**Exercise objective**
Transcribe only the part of the listing below that begins at the line containing "In this exercise you will identify every instance of the clump" and runs to its final line, keeping both ends.

**Data records**
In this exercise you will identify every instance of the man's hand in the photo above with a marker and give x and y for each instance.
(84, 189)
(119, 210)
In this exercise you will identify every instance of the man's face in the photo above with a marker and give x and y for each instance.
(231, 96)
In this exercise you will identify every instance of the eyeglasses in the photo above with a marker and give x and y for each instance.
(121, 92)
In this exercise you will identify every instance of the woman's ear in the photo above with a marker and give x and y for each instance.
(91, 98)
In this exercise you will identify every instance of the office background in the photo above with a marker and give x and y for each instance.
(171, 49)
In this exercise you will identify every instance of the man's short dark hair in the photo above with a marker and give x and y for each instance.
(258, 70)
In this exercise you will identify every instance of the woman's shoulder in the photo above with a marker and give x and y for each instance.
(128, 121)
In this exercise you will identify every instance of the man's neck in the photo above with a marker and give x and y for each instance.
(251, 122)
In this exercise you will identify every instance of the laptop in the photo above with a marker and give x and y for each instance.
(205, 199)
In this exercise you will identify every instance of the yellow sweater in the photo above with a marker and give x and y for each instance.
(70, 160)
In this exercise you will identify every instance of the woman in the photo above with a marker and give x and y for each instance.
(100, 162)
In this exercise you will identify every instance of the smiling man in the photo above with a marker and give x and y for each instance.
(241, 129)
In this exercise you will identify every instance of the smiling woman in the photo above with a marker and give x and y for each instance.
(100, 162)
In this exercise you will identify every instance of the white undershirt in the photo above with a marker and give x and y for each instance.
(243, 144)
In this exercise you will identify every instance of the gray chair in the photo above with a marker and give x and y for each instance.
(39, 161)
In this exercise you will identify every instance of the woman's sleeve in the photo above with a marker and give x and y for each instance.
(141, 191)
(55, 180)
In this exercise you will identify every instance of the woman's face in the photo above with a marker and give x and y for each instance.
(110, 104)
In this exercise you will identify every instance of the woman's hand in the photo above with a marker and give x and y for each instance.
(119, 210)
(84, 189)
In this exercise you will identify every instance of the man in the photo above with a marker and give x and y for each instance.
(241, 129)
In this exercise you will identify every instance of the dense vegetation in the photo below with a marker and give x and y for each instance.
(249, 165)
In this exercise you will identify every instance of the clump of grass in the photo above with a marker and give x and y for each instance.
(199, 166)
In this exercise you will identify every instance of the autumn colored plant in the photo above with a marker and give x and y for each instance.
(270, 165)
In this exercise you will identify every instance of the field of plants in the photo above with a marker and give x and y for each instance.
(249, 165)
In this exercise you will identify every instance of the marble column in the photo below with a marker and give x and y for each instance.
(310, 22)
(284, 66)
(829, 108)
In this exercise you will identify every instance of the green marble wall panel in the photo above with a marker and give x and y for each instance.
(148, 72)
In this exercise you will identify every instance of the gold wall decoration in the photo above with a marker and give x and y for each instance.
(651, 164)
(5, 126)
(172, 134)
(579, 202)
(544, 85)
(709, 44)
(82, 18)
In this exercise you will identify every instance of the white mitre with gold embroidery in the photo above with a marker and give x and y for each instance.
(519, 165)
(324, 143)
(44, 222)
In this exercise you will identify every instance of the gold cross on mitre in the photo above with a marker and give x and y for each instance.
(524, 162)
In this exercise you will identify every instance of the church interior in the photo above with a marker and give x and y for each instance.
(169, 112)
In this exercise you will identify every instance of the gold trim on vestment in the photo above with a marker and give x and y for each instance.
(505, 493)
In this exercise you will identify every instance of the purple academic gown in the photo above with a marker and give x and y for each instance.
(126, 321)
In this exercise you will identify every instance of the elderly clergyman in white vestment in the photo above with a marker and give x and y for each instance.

**Result of this task**
In this exercise you will identify every instance of the clump of grass in the photo above with a marker and give x and y for each instance.
(199, 166)
In this exercise you will identify every instance of the autumn colored plant in the photo above with a marker and give x and y for each instance.
(270, 165)
In this exercise you will identify every instance of the field of plants in the photo above with a marker and give x and y for each instance.
(249, 165)
In this exercise you will identify every instance of the marble column in the photo below with a marker and give x and y for each instance.
(310, 22)
(284, 66)
(829, 108)
In this exercise you will identify every instance of the green marble wall panel in the photo above with a marker and give x and y for each instance.
(148, 72)
In this exercise you will identify every instance of the gold wall decoration in the photo above with a marker and give x and y for each instance.
(651, 164)
(5, 126)
(172, 134)
(579, 202)
(544, 85)
(709, 44)
(82, 18)
In this exercise you will identify every instance of the white mitre with gold embroidery in the photo above with a marker and give x and y for each instance.
(519, 165)
(324, 143)
(44, 222)
In this exercise you will identify every instance of the gold cross on mitre in the photo above with a marker and give x and y for each instance.
(524, 162)
In this exercise you will identify every instance of the church interior in the photo above with a marker and give x and y for each instance.
(169, 112)
In this exercise you will identify every instance of the gold trim on vestment in the photo above with a marker and give x and y for each instance.
(505, 493)
In this exercise you will identify every instance of the purple academic gown in the photo above with a marker and give x and y for each instance.
(126, 321)
In this exercise you will identify every instance of the elderly clergyman in white vestment in the photo above with a marker and give x and y for each instance.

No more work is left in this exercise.